DO THIS. Format everything in the records below, from the line containing "Question. Provide a point on each instance of the lit" down to the line containing "x=343, y=248", as a numbered list with blank lines omitted. Include both end lines and nothing outside that span.
——
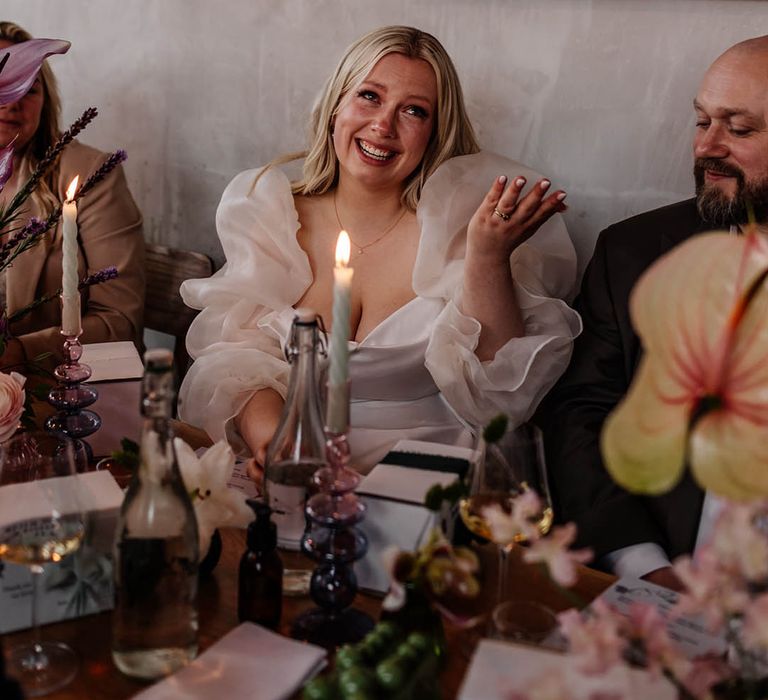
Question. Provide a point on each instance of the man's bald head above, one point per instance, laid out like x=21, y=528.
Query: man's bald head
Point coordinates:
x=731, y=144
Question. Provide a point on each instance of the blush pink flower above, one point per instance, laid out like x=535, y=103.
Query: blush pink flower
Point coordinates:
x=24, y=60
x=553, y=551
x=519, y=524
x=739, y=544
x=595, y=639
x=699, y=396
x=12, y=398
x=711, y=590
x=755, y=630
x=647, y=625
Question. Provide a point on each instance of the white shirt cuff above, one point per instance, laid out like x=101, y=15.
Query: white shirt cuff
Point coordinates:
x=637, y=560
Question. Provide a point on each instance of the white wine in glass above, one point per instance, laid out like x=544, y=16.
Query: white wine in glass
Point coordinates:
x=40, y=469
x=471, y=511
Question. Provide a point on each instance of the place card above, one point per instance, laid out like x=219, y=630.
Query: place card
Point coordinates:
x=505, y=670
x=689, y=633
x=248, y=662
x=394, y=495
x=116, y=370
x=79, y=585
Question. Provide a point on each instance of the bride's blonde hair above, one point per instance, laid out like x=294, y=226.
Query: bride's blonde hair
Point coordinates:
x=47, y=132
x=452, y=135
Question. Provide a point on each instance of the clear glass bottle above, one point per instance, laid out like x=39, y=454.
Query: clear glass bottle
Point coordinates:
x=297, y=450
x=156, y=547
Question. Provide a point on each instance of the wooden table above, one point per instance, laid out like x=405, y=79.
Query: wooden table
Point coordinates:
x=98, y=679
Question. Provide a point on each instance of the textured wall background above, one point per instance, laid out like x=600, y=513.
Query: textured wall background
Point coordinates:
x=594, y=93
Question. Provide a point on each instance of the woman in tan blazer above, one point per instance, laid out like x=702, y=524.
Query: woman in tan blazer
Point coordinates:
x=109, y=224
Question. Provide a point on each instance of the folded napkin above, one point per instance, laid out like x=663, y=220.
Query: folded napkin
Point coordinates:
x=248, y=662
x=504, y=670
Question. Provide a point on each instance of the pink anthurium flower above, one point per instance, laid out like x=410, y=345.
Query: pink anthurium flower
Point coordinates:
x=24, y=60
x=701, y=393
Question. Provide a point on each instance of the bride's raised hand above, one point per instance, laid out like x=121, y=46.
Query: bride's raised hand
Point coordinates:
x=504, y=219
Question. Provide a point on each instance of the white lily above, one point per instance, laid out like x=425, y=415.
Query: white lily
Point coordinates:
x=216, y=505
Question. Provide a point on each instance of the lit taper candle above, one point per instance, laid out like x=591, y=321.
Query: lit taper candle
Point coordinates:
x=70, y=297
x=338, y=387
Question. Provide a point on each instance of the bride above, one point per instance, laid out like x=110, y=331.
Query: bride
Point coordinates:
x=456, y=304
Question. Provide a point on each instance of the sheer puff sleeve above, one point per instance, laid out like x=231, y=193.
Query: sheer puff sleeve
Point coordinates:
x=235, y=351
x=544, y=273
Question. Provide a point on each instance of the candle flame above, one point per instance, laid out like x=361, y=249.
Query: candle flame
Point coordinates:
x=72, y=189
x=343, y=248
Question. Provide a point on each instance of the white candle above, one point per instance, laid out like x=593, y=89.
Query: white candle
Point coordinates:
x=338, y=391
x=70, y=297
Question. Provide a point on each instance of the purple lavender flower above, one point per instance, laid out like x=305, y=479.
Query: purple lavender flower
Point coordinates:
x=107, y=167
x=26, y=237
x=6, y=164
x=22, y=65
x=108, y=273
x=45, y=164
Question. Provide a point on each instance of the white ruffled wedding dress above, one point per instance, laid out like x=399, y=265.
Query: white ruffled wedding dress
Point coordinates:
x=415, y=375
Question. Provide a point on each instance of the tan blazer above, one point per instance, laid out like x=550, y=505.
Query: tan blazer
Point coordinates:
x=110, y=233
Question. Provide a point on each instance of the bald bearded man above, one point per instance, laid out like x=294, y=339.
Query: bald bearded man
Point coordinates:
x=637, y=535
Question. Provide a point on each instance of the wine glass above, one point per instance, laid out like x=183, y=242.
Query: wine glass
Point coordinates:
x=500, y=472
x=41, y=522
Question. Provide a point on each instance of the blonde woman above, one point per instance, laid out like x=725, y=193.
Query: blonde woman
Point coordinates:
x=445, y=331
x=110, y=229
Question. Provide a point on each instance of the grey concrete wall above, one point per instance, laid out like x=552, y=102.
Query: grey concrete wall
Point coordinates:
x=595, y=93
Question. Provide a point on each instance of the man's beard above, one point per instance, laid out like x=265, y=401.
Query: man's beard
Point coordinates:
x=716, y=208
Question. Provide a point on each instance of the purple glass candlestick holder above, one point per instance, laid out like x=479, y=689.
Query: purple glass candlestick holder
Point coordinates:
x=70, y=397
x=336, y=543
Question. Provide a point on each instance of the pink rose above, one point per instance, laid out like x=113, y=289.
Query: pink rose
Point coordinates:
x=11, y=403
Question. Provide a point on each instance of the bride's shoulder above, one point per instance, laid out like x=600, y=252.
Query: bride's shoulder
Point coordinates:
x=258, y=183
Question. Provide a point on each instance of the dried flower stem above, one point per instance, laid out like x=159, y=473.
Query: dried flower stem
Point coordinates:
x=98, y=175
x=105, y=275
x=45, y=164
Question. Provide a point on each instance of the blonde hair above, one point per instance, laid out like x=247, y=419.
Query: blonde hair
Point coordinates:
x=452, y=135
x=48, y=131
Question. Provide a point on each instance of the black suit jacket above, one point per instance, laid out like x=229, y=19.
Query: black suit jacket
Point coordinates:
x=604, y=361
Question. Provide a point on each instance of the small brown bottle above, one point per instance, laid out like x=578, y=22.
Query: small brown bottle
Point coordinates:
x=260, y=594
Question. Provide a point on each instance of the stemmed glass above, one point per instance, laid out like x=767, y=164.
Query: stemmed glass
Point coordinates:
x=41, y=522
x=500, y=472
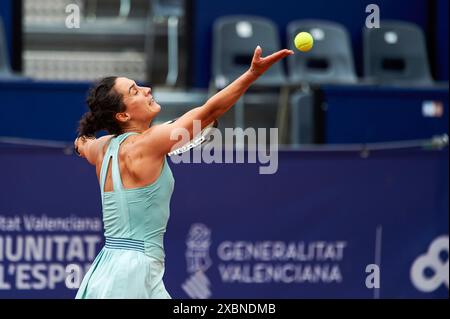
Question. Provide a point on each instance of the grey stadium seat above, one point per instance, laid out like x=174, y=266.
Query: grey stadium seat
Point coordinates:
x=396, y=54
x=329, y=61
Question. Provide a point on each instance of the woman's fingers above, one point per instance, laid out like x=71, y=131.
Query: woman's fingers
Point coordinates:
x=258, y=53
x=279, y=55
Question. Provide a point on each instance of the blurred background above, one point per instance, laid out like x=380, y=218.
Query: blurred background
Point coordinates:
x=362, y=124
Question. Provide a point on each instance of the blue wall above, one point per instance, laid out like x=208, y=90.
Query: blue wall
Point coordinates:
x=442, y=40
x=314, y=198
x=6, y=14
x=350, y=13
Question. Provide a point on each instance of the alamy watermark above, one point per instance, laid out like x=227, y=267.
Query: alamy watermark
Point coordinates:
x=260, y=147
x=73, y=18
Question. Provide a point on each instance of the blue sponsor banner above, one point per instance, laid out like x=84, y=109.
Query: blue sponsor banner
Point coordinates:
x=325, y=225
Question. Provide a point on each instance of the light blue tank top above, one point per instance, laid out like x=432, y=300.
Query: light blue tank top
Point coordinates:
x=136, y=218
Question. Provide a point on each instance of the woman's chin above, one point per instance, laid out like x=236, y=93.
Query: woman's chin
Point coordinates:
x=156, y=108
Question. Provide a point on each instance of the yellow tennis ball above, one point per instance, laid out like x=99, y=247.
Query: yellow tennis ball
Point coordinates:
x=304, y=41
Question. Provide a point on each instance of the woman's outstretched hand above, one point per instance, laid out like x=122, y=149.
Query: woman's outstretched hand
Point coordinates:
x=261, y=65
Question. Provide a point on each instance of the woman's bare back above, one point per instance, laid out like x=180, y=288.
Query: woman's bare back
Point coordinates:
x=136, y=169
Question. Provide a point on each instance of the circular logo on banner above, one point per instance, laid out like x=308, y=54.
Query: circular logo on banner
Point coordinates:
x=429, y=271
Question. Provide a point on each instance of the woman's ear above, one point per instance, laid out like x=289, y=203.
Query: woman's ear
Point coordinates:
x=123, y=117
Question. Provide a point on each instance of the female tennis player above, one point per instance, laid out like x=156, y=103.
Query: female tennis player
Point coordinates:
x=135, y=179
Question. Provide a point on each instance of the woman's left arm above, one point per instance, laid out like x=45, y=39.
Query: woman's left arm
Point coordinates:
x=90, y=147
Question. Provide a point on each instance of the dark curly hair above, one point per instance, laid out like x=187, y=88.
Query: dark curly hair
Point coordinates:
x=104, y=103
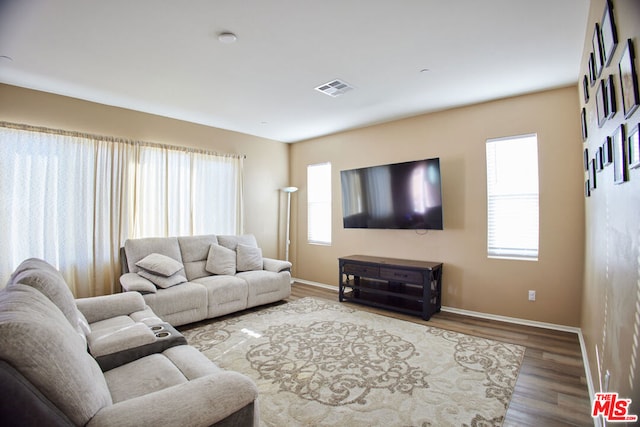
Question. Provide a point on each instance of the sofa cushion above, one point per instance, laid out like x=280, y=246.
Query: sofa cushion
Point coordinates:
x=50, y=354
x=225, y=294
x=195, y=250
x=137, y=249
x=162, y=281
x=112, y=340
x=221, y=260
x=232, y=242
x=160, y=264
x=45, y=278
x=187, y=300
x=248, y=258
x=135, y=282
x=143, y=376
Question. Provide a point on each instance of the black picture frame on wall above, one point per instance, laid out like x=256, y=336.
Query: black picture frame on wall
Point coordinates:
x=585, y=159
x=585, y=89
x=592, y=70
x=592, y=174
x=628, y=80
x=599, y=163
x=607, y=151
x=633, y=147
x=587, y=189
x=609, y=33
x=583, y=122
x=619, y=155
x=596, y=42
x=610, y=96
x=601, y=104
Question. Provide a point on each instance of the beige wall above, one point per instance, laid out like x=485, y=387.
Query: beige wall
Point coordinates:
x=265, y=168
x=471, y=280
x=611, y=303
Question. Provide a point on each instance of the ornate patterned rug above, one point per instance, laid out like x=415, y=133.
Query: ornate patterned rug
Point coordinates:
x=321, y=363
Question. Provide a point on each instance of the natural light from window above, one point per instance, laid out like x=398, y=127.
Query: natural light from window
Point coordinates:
——
WRITTEN REPLY.
1. Question. Provide a point on each instance of the lit taper candle above, one point per instance, laid out like x=591, y=321.
2. Query: lit taper candle
3. Point coordinates:
4. x=70, y=297
5. x=338, y=387
6. Question. Provide a point on each instance of the bride above, one point per instance, laid out like x=110, y=331.
7. Query: bride
8. Point coordinates:
9. x=456, y=304
10. Question. Provide a point on each instance of the sheer puff sleeve above, one point per instance, laid out like x=231, y=193.
11. Query: sheer puff sleeve
12. Point coordinates:
13. x=235, y=351
14. x=544, y=273
15. Question. Provide a point on each instance of the candle flame above, one point per instance, laid out like x=361, y=249.
16. Query: candle flame
17. Point coordinates:
18. x=72, y=189
19. x=343, y=248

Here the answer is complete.